» **Do this**
Only the lines from the one containing "point: poster on wall" through the end of the entries should be repeated, exactly as they appear, first and last included.
____________
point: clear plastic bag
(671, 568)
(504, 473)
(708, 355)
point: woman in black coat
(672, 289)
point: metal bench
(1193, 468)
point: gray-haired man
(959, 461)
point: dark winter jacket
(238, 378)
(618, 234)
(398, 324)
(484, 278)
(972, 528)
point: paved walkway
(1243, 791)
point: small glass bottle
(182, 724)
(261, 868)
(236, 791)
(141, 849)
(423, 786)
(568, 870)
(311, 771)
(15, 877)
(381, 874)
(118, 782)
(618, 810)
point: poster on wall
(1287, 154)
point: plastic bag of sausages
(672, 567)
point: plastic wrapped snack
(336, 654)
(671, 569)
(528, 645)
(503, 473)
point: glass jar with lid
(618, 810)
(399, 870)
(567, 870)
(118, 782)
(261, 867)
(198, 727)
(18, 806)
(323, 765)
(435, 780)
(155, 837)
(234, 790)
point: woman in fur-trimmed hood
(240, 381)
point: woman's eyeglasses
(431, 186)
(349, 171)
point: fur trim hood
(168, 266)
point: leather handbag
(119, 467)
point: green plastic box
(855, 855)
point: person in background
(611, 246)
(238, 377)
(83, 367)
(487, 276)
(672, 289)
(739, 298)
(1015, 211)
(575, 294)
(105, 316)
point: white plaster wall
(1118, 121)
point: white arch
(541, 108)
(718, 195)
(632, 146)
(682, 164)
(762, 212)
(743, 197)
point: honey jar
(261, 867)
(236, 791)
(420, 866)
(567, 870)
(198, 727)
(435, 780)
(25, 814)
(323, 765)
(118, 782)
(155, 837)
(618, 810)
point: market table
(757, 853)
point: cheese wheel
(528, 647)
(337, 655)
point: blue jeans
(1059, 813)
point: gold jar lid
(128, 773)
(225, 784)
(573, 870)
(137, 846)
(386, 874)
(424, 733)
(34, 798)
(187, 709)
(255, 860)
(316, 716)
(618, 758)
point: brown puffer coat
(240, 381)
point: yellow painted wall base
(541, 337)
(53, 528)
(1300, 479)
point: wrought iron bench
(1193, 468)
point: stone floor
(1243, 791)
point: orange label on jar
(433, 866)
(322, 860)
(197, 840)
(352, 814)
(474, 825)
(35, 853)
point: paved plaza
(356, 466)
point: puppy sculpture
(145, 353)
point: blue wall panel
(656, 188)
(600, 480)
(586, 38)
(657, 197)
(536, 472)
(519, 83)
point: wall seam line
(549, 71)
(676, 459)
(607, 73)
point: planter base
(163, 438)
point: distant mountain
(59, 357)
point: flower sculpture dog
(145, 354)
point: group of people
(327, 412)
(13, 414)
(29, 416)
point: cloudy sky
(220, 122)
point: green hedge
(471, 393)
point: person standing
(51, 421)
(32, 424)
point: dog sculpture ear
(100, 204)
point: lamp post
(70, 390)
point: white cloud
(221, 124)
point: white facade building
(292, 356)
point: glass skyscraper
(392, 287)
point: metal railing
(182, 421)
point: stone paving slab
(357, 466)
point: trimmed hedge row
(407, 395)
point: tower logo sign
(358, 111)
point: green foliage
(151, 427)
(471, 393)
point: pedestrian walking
____________
» **Complete output**
point: poster on wall
(1287, 154)
point: plastic bag of sausages
(672, 567)
point: plastic wrapped snack
(336, 654)
(671, 569)
(528, 645)
(503, 473)
point: glass jar with lid
(618, 810)
(399, 870)
(567, 870)
(118, 782)
(261, 867)
(198, 727)
(18, 806)
(323, 765)
(435, 780)
(155, 837)
(234, 790)
point: woman in fur-trimmed hood
(240, 381)
point: woman's eyeglasses
(431, 186)
(349, 171)
point: fur trim hood
(168, 266)
point: leather handbag
(119, 467)
point: green plastic box
(855, 855)
point: person in background
(611, 246)
(238, 377)
(83, 367)
(487, 276)
(672, 289)
(739, 298)
(1015, 211)
(575, 294)
(105, 316)
point: white plaster wall
(1118, 121)
point: white arch
(541, 108)
(718, 195)
(632, 146)
(682, 164)
(762, 212)
(743, 197)
point: honey jar
(261, 867)
(236, 791)
(420, 866)
(567, 870)
(198, 727)
(435, 780)
(25, 814)
(323, 765)
(118, 782)
(155, 837)
(618, 810)
point: market table
(757, 853)
point: cheese wheel
(528, 647)
(337, 655)
point: blue jeans
(1059, 813)
point: gold jar lid
(128, 773)
(225, 784)
(573, 870)
(137, 846)
(386, 874)
(424, 733)
(34, 798)
(187, 709)
(255, 860)
(316, 716)
(618, 758)
point: brown puffer coat
(240, 381)
point: yellow painted wall base
(541, 337)
(53, 528)
(1300, 479)
point: wrought iron bench
(1193, 468)
point: stone floor
(1243, 791)
point: orange label on jar
(433, 866)
(322, 860)
(197, 840)
(352, 814)
(474, 825)
(35, 853)
point: paved plaza
(356, 466)
point: puppy sculpture
(145, 353)
point: blue wall panel
(656, 188)
(600, 480)
(586, 38)
(657, 197)
(536, 472)
(519, 83)
point: wall seam line
(549, 71)
(676, 459)
(607, 73)
point: planter base
(163, 438)
point: distant mountain
(59, 357)
point: flower sculpture dog
(145, 354)
point: group of people
(327, 412)
(13, 414)
(29, 416)
point: cloudy sky
(220, 122)
point: green hedge
(471, 393)
point: person standing
(51, 421)
(32, 424)
point: dog sculpture ear
(100, 204)
point: lamp post
(70, 390)
point: white cloud
(221, 124)
point: white facade building
(292, 356)
point: glass skyscraper
(392, 287)
point: metal railing
(182, 421)
point: stone paving slab
(357, 466)
point: trimmed hedge row
(407, 395)
point: tower logo sign
(358, 111)
point: green foliage
(151, 427)
(471, 393)
point: pedestrian walking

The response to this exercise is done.